▶ [Task details]
Using the data below, copy each line that includes the word "jeans".

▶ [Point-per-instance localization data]
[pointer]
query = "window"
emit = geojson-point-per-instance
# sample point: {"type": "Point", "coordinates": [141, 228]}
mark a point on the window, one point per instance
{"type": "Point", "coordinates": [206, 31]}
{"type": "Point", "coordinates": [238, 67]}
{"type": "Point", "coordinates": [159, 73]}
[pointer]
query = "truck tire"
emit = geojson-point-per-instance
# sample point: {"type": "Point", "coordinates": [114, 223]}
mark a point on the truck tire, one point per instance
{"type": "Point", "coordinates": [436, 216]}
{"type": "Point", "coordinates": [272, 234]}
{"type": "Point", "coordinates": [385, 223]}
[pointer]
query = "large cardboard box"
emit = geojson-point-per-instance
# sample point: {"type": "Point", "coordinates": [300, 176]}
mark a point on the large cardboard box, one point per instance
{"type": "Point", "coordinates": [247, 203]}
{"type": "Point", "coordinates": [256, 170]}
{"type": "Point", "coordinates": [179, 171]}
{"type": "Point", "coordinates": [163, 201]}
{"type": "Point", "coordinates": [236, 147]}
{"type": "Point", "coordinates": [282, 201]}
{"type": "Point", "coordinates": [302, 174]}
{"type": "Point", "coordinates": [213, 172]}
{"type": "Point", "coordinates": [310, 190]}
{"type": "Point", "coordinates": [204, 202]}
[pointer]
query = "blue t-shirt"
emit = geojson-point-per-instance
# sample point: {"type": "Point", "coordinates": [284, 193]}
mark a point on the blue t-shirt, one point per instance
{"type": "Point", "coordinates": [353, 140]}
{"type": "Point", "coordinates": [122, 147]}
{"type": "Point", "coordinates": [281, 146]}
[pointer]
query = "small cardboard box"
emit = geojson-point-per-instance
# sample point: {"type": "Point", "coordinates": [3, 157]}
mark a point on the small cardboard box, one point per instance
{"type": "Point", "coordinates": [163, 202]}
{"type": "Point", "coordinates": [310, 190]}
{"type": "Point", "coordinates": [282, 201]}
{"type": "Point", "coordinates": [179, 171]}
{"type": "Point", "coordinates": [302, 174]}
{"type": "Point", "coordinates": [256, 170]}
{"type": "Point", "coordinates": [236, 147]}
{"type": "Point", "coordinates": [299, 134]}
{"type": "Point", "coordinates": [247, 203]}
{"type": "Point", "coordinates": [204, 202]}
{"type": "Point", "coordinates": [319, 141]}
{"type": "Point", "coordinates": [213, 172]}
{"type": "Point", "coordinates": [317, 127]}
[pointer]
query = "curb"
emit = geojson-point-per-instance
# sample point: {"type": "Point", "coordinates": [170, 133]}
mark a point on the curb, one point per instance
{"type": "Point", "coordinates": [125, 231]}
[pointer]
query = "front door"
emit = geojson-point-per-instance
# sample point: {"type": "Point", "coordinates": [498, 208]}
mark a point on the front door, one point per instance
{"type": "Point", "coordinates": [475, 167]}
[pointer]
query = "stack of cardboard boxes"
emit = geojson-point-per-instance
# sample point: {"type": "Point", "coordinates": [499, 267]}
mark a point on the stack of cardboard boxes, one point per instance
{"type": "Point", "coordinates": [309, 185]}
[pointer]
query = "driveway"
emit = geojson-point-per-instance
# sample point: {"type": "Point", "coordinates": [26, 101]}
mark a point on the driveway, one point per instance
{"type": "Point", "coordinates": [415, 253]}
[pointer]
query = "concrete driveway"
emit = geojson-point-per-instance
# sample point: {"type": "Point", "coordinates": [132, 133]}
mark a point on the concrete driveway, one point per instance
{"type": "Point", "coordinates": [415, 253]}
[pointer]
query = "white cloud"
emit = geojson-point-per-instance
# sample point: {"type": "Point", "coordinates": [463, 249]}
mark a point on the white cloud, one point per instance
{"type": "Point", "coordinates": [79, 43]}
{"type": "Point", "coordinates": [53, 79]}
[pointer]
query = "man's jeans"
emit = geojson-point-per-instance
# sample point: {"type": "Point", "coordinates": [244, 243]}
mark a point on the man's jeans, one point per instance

▶ [Exercise solution]
query = "man's jeans"
mark a point on the man's jeans, one point per instance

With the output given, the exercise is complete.